• [Direction A]:
How many examples does the training set hold on the IMDb LSTM page?

-- BEGIN Source --

IMDb with LSTMs

7/17/2020

Let’s create a model that improves on the previous vanilla RNN.

Preprocessing Dataset

import torch
from torch import nn, optim
from torchtext import data, datasets
import spacy
import torch.nn.functional as F

import matplotlib.pyplot as plt
from IPython.display import set_matplotlib_formats
set_matplotlib_formats('png')
import numpy as np
import random
import time
from livelossplot import PlotLosses
import warnings
warnings.filterwarnings('ignore')

We can import data and create a test/val/test split like in the last section. The concepts of building vocab and creating BucketIterators remain the same as before.

torch.manual_seed(0)
torch.backends.cudnn.deterministic = True
torch.backends.cudnn.benchmark = False

LABEL = data.LabelField(dtype=torch.float)
TEXT = data.Field(include_lengths=True)
imdb = data.TabularDataset(path='imdb.json', format='JSON', fields=({'label': ('label',LABEL), 'text': ('text',TEXT)}))
train_set, temp = imdb.split(split_ratio=0.6, random_state=random.seed(0))
val_set, test_set = temp.split(split_ratio=0.5, random_state=random.seed(0))

print(f'Training set size:   {len(train_set)}')
print(f'Validation set size: {len(val_set)}')
print(f'Test set size:       {len(test_set)}')
Training set size:   30000
Validation set size: 10000
Test set size:       10000
TEXT.build_vocab(train_set, max_size = 25000, vectors = "glove.6B.100d", unk_init = torch.Tensor.normal_)
LABEL.build_vocab(train_set)
print(TEXT.vocab.freqs.most_common(20))
[('the', 397969), ('.', 324479), (',', 324093), ('and', 192895), ('a', 191873), ('of', 172229), ('to', 160056), ('is', 128961), ('it', 113936), ('in', 111605), ('i', 104615), ('this', 89961), ('that', 86262), ('"', 77757), ("'s", 72818), ('-', 61786), ('was', 59883), ('as', 54536), ('movie', 52881), ('for', 52036)]
device = torch.device('cuda' if torch.cuda.is_available() else 'cpu')

-- END Source --
-- BEGIN Provided records --

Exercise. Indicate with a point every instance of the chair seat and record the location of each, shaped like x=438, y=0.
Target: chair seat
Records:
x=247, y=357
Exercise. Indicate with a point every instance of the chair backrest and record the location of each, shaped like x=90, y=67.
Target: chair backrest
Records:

-- END Provided records --
-- BEGIN Provided records --

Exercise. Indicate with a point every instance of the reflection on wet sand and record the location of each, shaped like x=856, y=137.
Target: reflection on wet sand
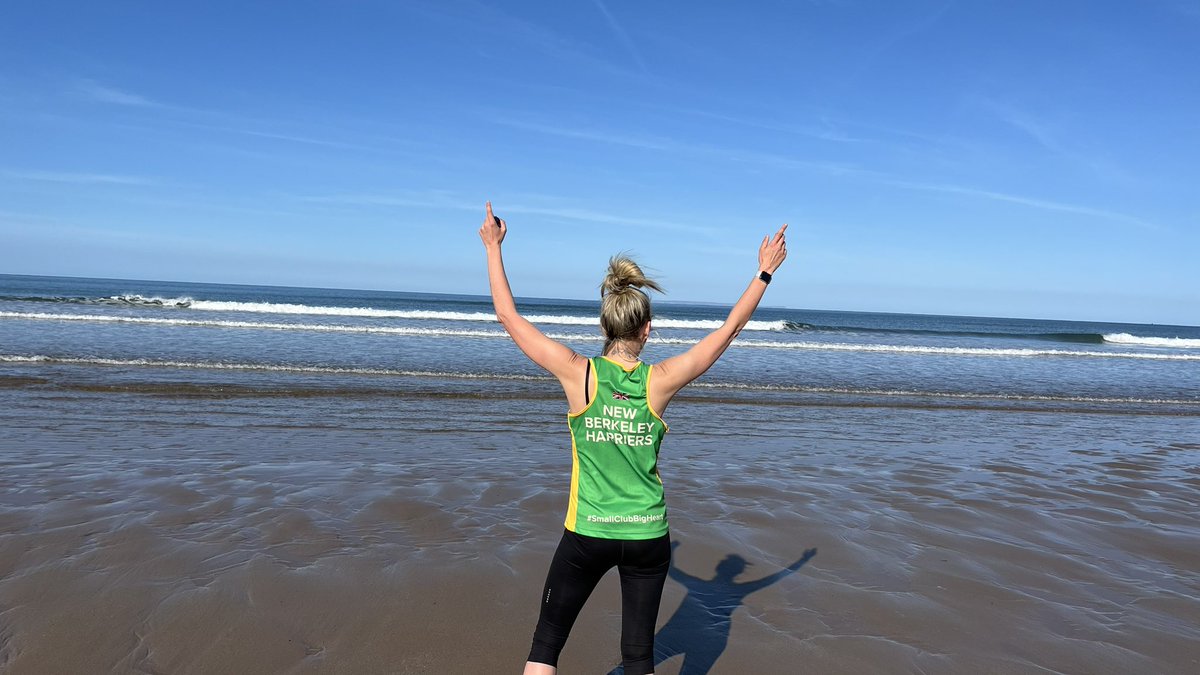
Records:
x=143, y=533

-- END Provided records --
-- BEGIN Provided records --

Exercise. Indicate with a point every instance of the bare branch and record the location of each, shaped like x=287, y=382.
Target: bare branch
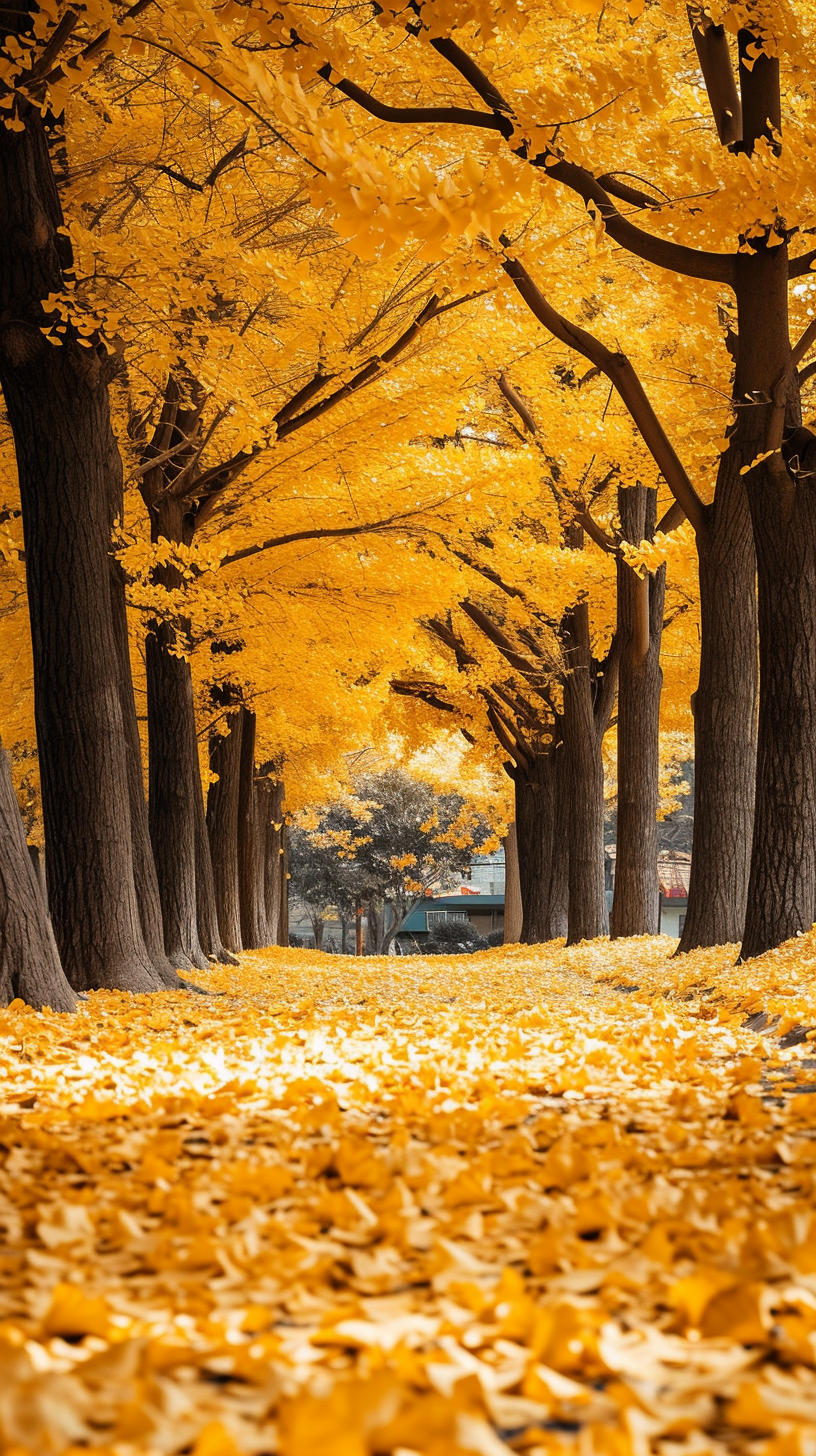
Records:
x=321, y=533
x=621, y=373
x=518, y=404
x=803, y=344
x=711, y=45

-- END Provided records --

• [Direction B]:
Copy the rows word for word, starting at the line that contains "Exercise. Indicate with a point every instance of the reflection" and stopping after the line that contains "x=143, y=533", with both of those lines included. Leave the picture out of your copy.

• [Expected output A]:
30000

• [Expected output B]:
Exercise. Indicate with a point every instance of the reflection on wet sand and record the location of each, shaped like x=856, y=137.
Target: reflection on wet sand
Records:
x=143, y=533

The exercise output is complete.